REVOLUPHON - Rational Evolutionary Phonology

REVOLUPHON aims to transform the theory of phonology by explaining the field's most significant observations through a new synthesis with resource rationality; and cultural evolution. Resource rationality is a theory of the motivations and advantages of cognitive computational strategies. We hypothesise that resource rationality can illuminate the cognitive motivations for classic, descriptively-successful phonological representations. Phonologies undergo cultural evolution, and evolution leads to optimisation. We hypothesise that phonological evolution will explain why phonologies appear (mostly) to optimise, how they do, and when they do not.

Analogical growth of grammatical systems

As languages change over time, the subsystems within change as well. This project focuses on co-headed verbs (e.g. auxiliaries) and the systematic change they go through in languages that have a strikingly large and complex co-headed verb system. We use synchronic and diachronic data from languages around the world to build a novel typology of co-headed verb systems and to describe their evolution. The key objective is to verify to what extent analogy explains the extensive growth of grammatical systems.

################

(Written exercise a)
Retype the project descriptions between "REVOLUPHON aims to" and "they do not.", inclusive.

(Data entries)
################

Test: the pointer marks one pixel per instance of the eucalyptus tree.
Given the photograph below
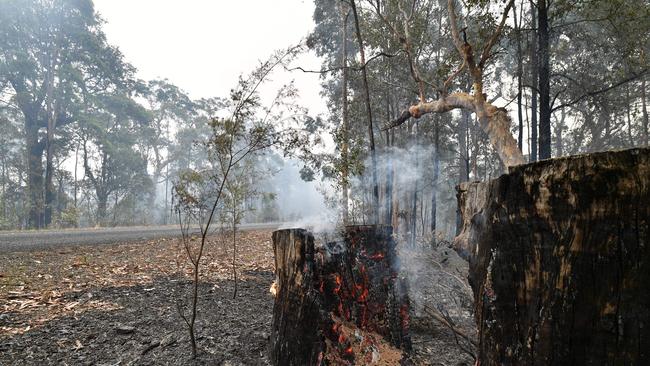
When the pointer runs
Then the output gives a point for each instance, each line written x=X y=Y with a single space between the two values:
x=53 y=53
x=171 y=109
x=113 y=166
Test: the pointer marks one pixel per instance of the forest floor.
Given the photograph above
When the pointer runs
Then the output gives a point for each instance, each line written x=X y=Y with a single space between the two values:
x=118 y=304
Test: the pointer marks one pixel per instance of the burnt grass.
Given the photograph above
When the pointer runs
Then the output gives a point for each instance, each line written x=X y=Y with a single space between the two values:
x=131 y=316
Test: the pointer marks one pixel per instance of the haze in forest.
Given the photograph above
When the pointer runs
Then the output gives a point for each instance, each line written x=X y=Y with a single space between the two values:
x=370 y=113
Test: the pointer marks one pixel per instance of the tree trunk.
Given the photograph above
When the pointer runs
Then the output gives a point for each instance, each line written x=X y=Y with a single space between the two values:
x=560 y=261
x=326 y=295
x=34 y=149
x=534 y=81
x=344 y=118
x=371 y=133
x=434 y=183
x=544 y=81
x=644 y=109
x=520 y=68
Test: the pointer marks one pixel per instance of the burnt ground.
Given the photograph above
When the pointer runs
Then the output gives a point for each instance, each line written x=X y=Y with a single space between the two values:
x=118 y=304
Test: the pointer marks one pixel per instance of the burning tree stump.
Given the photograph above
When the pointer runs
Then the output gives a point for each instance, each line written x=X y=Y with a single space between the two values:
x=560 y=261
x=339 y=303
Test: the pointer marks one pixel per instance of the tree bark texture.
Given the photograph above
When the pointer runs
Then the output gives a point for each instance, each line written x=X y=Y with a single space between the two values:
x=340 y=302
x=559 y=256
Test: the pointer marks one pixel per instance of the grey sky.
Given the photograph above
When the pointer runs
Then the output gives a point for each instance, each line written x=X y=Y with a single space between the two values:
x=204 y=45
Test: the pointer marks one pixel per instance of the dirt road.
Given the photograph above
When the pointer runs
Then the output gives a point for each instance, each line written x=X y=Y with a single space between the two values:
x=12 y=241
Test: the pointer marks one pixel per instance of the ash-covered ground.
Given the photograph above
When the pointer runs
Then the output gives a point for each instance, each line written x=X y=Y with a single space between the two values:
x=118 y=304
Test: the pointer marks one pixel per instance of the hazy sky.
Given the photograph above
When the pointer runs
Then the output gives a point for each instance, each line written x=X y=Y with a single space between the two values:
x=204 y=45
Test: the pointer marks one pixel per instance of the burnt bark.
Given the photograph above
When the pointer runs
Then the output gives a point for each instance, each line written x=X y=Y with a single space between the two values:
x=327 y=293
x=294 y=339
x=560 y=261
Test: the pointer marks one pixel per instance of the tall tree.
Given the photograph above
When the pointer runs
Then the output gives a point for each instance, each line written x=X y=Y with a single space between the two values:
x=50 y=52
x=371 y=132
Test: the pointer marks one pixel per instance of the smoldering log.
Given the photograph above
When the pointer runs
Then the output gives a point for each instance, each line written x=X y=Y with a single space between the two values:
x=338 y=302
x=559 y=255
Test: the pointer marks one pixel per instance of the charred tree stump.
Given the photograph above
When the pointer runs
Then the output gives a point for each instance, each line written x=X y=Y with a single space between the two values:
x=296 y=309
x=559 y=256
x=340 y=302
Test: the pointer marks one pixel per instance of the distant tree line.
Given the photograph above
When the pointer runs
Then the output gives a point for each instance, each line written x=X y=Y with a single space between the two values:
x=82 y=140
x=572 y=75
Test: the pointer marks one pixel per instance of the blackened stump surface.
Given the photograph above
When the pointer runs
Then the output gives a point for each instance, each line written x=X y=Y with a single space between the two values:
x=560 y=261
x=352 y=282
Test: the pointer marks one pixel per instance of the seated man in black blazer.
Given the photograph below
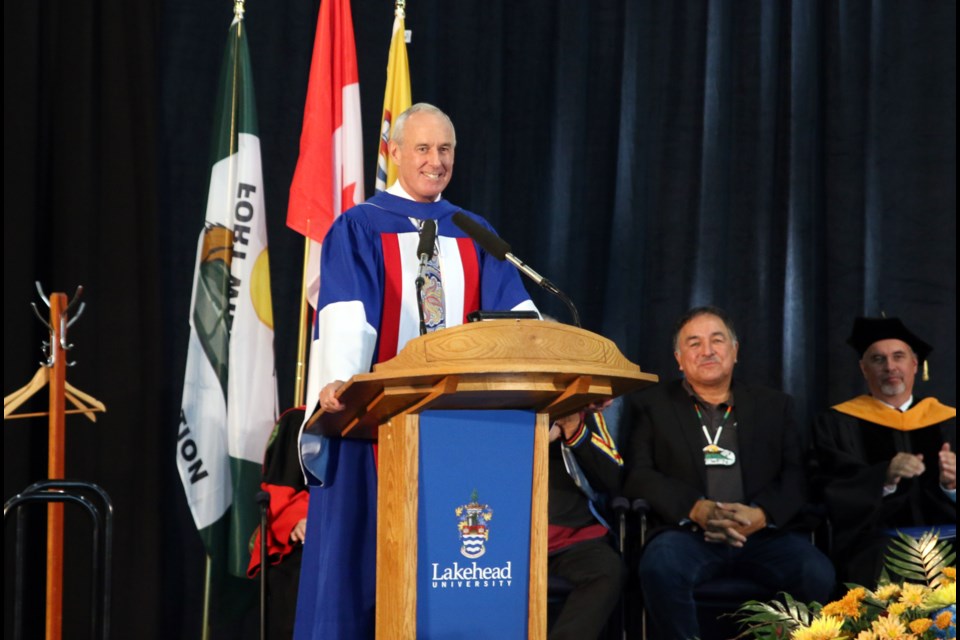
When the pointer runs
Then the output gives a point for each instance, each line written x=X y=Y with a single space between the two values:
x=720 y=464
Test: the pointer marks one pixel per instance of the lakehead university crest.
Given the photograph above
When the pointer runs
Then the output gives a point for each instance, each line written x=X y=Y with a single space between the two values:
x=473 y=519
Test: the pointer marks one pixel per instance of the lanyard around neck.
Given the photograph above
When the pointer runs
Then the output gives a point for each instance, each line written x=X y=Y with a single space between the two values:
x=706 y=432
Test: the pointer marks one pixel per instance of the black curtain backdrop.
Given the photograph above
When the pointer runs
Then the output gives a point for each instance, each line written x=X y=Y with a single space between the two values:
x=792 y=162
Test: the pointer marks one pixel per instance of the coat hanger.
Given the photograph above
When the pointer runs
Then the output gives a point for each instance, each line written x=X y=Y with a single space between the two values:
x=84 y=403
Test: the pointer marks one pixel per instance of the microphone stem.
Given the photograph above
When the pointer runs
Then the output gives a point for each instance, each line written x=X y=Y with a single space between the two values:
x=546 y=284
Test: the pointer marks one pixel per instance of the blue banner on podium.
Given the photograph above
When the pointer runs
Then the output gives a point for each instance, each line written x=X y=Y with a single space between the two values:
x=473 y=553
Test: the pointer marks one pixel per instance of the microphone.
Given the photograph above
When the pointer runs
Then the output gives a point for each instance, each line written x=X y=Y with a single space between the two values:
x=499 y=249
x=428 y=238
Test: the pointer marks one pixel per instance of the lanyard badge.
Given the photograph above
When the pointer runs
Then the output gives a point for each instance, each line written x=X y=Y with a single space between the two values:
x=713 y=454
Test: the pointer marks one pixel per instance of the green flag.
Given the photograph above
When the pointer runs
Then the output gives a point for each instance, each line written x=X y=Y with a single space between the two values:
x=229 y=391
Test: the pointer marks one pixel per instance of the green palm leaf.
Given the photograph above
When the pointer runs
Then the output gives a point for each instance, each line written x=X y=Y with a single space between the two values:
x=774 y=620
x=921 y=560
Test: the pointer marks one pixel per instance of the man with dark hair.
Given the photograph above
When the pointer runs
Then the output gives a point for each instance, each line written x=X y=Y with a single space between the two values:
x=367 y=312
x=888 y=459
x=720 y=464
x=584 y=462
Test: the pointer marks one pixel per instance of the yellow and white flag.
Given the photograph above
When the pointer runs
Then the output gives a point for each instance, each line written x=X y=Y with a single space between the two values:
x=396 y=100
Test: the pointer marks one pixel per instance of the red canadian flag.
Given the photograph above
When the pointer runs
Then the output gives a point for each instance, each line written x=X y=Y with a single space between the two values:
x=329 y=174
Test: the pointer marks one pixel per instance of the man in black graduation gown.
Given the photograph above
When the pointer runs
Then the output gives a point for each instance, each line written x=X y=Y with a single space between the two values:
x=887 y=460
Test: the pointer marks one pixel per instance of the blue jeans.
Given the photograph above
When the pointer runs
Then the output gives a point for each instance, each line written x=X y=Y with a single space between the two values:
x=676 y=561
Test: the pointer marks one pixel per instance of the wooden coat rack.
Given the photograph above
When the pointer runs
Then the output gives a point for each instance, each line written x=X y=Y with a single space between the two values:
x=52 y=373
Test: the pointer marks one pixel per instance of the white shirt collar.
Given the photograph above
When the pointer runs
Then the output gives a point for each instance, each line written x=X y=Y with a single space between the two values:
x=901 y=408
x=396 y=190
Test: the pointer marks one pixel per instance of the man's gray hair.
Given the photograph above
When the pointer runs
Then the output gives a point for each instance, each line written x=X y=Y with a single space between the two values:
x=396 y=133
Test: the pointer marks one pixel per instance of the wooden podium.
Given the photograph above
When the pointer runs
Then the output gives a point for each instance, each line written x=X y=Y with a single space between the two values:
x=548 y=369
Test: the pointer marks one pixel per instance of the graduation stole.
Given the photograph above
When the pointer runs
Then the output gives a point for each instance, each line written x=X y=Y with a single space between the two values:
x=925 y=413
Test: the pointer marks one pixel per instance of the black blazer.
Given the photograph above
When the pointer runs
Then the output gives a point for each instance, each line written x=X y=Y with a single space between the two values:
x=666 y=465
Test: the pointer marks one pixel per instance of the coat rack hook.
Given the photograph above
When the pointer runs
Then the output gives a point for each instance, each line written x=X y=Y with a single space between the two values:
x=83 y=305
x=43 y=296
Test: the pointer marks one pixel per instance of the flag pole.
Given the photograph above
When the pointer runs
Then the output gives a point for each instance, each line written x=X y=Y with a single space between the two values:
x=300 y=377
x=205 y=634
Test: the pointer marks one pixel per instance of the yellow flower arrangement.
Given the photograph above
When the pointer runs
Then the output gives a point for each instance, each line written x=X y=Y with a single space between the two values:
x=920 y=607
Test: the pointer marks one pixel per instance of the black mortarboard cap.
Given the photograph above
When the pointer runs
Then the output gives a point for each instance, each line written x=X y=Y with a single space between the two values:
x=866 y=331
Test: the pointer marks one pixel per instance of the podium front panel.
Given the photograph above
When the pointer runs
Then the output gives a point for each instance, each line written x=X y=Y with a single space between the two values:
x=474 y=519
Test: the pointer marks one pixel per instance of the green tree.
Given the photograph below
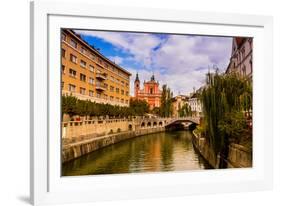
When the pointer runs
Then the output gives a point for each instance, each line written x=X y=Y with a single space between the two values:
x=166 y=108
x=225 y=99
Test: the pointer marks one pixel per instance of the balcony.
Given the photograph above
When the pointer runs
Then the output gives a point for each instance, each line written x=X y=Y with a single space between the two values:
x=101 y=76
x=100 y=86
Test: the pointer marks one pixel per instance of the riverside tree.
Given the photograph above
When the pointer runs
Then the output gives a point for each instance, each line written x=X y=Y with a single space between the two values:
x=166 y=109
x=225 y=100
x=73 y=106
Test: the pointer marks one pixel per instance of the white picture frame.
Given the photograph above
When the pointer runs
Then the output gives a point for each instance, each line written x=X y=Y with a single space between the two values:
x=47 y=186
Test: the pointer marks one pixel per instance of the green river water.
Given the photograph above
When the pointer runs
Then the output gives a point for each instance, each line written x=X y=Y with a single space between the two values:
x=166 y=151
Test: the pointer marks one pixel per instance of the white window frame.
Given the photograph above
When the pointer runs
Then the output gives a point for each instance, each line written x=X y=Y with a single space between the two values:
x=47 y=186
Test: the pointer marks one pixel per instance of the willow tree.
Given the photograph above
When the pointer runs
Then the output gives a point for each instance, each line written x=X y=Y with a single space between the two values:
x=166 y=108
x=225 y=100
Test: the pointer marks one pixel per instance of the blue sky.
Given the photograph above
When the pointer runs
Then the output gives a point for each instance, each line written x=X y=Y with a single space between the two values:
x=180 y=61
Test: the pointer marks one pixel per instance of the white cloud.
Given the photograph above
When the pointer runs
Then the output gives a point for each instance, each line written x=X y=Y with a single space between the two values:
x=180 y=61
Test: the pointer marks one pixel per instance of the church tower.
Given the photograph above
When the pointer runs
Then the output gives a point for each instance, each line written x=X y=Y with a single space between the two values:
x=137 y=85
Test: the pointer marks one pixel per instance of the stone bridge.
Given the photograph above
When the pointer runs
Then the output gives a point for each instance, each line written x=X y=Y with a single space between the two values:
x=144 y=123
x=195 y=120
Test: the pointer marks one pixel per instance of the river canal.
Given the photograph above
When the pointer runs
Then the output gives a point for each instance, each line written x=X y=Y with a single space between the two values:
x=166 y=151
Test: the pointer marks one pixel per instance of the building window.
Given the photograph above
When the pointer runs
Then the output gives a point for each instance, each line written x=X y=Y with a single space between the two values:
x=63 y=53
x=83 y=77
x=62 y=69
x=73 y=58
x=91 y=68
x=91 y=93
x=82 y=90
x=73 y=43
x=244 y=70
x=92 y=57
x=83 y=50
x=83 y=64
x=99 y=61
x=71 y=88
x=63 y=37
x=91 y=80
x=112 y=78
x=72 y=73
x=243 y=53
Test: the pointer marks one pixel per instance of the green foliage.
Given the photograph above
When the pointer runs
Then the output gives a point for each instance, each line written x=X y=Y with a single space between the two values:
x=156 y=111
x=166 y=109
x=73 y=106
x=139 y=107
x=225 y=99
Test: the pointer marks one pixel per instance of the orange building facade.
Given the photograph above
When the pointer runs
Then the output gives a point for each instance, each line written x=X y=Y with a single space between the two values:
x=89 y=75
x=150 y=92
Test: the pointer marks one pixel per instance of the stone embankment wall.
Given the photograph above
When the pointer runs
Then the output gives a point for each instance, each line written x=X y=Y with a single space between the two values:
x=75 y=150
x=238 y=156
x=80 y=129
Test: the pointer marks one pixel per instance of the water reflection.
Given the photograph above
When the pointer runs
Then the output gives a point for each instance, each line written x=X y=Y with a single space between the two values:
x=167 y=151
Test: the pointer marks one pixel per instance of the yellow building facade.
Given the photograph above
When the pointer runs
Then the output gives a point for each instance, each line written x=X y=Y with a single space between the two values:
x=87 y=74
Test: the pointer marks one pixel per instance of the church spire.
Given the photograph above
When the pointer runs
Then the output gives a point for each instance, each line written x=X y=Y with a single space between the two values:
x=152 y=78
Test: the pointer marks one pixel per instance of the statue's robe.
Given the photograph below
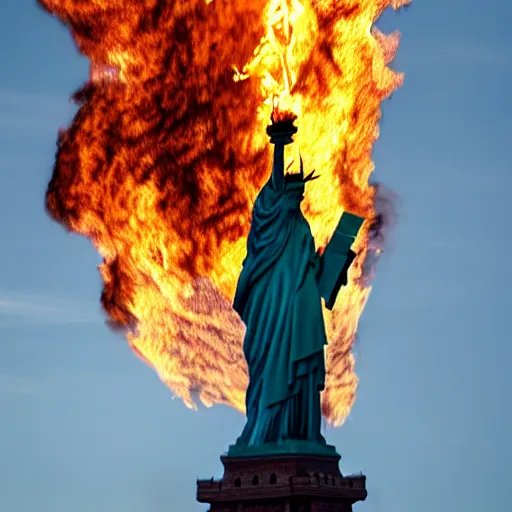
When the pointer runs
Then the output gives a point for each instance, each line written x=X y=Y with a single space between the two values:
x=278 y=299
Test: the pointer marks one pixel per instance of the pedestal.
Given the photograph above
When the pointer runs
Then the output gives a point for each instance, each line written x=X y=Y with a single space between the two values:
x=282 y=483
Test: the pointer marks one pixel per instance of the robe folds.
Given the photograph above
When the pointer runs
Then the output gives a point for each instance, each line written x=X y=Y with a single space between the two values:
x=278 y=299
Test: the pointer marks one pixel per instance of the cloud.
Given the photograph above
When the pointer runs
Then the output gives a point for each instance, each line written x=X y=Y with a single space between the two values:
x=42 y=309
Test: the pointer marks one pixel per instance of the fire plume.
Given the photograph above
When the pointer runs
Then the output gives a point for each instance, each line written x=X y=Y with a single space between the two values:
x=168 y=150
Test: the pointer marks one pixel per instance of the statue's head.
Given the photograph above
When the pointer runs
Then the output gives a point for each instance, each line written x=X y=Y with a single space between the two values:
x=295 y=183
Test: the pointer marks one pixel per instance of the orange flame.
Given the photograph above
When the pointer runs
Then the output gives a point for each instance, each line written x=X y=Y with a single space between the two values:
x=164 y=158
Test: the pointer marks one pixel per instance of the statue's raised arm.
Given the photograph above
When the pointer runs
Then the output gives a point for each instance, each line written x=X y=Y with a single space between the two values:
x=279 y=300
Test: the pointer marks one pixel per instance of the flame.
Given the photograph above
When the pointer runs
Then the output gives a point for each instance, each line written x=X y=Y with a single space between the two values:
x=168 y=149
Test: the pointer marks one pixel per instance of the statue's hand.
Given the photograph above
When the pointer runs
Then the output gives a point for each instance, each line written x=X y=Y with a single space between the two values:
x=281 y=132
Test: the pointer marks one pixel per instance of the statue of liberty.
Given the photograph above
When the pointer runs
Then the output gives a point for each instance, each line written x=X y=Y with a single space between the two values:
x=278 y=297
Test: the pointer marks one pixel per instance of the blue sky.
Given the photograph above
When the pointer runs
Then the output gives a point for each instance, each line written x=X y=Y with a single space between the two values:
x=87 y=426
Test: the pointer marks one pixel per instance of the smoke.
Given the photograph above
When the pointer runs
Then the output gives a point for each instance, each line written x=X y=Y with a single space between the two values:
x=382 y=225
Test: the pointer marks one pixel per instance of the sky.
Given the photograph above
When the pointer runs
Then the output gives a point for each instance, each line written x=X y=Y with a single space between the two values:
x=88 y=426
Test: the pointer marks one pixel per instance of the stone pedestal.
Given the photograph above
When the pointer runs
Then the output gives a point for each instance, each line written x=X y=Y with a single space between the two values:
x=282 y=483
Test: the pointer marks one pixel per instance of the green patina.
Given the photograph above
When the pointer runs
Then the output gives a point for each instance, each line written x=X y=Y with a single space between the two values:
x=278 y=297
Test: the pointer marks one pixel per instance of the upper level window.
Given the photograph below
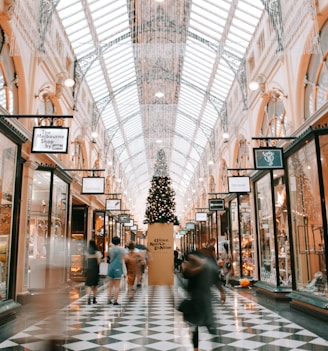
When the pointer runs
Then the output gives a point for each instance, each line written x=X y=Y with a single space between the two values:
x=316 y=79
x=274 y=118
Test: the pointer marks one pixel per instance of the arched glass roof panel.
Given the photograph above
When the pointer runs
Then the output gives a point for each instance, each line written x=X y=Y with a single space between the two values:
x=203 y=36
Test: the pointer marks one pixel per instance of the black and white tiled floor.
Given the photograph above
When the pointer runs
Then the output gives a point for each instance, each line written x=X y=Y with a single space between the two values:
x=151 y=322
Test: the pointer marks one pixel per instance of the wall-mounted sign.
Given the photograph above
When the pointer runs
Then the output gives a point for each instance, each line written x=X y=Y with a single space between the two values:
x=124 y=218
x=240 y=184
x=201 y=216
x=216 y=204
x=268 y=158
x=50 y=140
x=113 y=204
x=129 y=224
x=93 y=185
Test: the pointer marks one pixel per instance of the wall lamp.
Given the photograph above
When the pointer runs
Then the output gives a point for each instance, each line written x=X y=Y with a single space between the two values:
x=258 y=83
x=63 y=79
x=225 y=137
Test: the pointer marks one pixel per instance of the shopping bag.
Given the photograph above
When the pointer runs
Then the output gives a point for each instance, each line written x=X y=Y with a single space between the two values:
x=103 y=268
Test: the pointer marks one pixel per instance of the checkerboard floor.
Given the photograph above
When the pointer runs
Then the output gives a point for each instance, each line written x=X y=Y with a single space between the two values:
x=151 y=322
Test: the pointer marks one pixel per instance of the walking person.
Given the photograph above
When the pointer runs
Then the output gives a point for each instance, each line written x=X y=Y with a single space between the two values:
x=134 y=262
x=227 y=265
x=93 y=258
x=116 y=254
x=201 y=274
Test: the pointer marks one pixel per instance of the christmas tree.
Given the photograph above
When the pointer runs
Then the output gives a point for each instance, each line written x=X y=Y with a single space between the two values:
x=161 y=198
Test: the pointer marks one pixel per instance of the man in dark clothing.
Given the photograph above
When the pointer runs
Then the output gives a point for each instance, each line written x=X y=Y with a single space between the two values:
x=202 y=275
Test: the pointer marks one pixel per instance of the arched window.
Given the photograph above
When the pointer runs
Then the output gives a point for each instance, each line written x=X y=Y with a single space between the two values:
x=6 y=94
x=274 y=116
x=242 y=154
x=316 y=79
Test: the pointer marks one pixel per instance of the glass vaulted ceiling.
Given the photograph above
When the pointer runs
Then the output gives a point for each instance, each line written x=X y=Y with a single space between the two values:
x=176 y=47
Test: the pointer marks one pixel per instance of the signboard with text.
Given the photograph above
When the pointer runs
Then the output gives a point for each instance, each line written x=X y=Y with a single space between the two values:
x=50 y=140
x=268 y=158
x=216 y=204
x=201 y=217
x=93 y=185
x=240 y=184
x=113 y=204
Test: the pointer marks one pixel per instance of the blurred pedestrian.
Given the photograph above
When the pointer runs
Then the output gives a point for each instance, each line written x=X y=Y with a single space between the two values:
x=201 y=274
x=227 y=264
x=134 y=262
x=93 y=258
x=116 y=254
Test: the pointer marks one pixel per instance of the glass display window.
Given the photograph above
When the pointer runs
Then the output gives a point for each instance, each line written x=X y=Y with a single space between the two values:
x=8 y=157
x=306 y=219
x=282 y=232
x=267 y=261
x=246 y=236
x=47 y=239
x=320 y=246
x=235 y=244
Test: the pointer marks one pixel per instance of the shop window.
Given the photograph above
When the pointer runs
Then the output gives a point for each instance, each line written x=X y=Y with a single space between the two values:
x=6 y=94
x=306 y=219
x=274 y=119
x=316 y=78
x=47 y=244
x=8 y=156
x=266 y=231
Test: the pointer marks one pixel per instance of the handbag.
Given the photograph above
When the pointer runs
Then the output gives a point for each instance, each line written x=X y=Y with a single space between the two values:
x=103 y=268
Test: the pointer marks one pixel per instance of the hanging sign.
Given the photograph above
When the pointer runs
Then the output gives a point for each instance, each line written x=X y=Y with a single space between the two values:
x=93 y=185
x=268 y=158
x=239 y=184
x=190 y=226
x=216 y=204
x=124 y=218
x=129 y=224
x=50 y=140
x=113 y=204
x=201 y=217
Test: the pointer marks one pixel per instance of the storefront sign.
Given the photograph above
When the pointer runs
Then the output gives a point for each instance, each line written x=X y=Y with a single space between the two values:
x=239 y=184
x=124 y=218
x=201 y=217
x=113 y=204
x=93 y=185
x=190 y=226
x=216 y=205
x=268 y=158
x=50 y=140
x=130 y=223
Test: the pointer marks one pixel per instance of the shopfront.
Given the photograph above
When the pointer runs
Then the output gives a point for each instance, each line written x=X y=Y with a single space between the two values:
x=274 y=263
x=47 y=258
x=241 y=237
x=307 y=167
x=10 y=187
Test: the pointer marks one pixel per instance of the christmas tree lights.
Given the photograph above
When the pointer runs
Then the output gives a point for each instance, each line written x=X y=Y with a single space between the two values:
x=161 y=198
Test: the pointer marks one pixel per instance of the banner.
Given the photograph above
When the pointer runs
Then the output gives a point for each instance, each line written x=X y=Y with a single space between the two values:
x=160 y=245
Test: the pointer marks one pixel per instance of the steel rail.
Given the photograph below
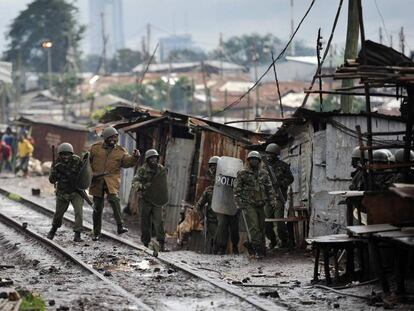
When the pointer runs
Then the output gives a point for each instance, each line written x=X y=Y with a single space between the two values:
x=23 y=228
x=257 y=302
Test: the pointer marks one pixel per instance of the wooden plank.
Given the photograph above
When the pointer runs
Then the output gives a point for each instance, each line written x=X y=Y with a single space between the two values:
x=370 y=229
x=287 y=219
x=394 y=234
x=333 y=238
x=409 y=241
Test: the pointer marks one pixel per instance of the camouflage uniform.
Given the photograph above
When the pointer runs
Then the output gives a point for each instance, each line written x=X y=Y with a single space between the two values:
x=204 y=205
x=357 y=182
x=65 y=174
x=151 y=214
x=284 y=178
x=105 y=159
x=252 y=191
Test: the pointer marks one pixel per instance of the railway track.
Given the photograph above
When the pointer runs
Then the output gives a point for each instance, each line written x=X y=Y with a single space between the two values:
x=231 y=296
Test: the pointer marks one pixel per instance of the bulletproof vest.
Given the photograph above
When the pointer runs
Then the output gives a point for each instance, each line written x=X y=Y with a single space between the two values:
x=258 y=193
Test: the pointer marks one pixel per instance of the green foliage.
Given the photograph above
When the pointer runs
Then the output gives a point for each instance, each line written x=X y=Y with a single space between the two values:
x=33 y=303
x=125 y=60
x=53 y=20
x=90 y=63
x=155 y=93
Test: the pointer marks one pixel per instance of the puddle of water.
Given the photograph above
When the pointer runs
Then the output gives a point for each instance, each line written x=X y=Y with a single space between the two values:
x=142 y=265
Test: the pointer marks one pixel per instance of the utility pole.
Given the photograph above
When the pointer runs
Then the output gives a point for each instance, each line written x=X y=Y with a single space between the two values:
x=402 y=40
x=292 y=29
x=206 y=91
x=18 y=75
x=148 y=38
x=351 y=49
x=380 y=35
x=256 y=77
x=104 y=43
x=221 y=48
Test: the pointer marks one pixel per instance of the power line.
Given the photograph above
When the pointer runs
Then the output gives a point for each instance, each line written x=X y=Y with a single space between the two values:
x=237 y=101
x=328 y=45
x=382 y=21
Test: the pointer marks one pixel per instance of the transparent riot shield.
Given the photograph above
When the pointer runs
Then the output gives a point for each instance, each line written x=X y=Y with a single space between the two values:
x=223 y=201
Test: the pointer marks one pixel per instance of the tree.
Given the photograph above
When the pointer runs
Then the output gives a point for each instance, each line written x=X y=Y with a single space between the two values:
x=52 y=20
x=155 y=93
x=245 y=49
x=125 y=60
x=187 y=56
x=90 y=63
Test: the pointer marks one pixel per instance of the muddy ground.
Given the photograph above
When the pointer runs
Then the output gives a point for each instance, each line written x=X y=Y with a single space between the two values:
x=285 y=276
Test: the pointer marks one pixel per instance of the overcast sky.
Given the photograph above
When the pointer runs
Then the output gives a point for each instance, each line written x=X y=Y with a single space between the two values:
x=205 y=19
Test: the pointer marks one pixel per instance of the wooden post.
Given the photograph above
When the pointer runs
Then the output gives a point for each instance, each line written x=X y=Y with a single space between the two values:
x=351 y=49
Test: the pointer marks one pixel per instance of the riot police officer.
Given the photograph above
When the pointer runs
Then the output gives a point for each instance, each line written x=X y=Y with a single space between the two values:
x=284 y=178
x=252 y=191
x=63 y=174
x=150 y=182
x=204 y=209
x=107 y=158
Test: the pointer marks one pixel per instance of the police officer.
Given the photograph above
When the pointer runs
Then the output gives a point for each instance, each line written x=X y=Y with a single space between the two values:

################

(Written exercise b)
Put the lines of the data entries between the lines holding "and white flag." and "x=887 y=460", inclusive, into a numbered list with no blank lines, and include no other lines.

(Problem solution a)
REVOLUPHON aims to transform the theory of phonology by explaining the field's most significant observations through a new synthesis with resource rationality; and cultural evolution. Resource rationality is a theory of the motivations and advantages of cognitive computational strategies. We hypothesise that resource rationality can illuminate the cognitive motivations for classic, descriptively-successful phonological representations. Phonologies undergo cultural evolution, and evolution leads to optimisation. We hypothesise that phonological evolution will explain why phonologies appear (mostly) to optimise, how they do, and when they do not.

(Problem solution b)
1. Test: the pointer marks one pixel per instance of the yellow and white flag.
2. Given the photograph above
3. When the pointer runs
4. Then the output gives a point for each instance, each line written x=X y=Y with a single space between the two values:
5. x=396 y=100
6. Test: the pointer marks one pixel per instance of the red canadian flag.
7. Given the photograph above
8. When the pointer runs
9. Then the output gives a point for each instance, each line written x=X y=Y with a single space between the two values:
10. x=329 y=174
11. Test: the pointer marks one pixel per instance of the man in black graduation gown.
12. Given the photograph above
13. When the pointer runs
14. Then the output gives a point for each instance, each line written x=X y=Y with a single space between the two values:
15. x=887 y=460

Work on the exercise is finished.